DATA SHOWN -
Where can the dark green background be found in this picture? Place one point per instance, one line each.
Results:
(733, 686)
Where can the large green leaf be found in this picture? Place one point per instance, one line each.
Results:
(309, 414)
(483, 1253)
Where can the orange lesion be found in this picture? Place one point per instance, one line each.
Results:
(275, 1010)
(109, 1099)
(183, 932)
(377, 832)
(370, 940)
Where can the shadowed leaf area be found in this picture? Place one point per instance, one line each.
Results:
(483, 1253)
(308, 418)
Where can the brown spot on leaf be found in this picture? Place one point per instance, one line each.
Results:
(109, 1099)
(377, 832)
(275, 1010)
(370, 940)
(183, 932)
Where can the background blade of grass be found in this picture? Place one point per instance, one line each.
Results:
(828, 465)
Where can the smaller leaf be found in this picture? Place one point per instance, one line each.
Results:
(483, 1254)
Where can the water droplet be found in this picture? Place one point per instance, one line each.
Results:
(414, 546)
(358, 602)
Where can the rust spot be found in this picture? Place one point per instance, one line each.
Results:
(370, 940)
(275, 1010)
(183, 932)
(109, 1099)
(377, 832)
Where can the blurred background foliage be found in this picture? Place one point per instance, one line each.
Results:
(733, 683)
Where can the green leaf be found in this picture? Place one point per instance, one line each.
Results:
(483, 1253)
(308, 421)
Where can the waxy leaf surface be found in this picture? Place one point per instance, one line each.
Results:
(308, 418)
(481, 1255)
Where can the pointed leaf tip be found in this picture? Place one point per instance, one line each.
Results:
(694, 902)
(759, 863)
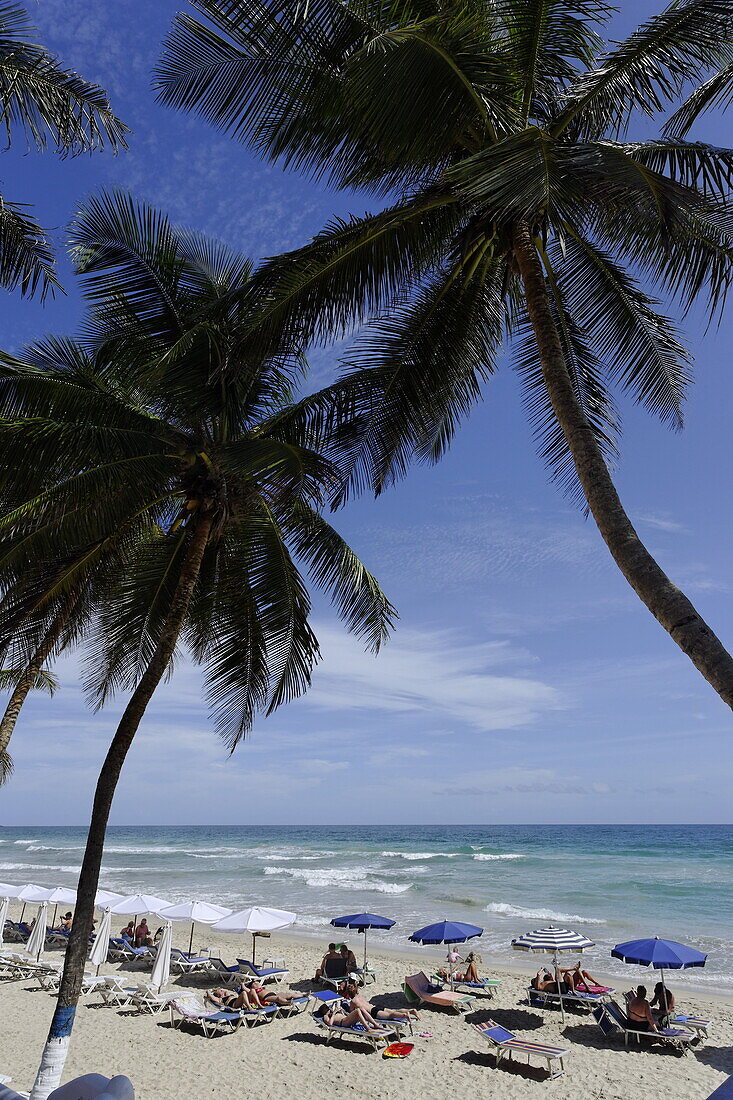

DIRECTIVE - Copy out the entire listing above word for word, including every coordinate, but leave out the picture.

CORRECT RESPONSE -
Where can the dark green background be found in this picture? Place one point per instance, one line each.
Results:
(733, 686)
Where can the large green leaf be found in this picture? Place one point per instance, one line each.
Results:
(309, 414)
(483, 1253)
Where can the orange lesion be found in this picture? Place one point per instance, one line each.
Results:
(275, 1010)
(109, 1099)
(183, 932)
(377, 832)
(370, 940)
Where can the shadowed leaf area be found in this picture? Place one point per instance, one line each.
Results:
(483, 1253)
(308, 418)
Where can the brown spot on leaf be found in this picture? Place one point per instance, one line each.
Results:
(109, 1099)
(377, 832)
(275, 1010)
(370, 940)
(183, 932)
Where can the background blade of grass be found in this picture? Place one point per instance, one line each.
Results:
(828, 465)
Where can the smaller leaf be found in this picture? Place one point per instance, one line each.
Results:
(483, 1254)
Where can the water droplet be found in this picture? Place one point per instance, one line each.
Results:
(414, 546)
(358, 602)
Where can the rust spot be found in this picture? Place one point per instance, one line each.
Results:
(370, 940)
(275, 1010)
(183, 932)
(109, 1099)
(377, 832)
Where can the blurred background foliage be found in this picture? Place one point per instance, one line each.
Results:
(733, 683)
Where can the green leaf be found in this picture? Place one point per instance, one line each.
Results:
(483, 1253)
(308, 421)
Where can the waxy leaf surface be found in this picture? Place one point per instance, one line each.
Results:
(308, 418)
(481, 1255)
Where can the pointed leaf tip be found in this picture? Place one point per instance, one line each.
Results:
(694, 902)
(759, 863)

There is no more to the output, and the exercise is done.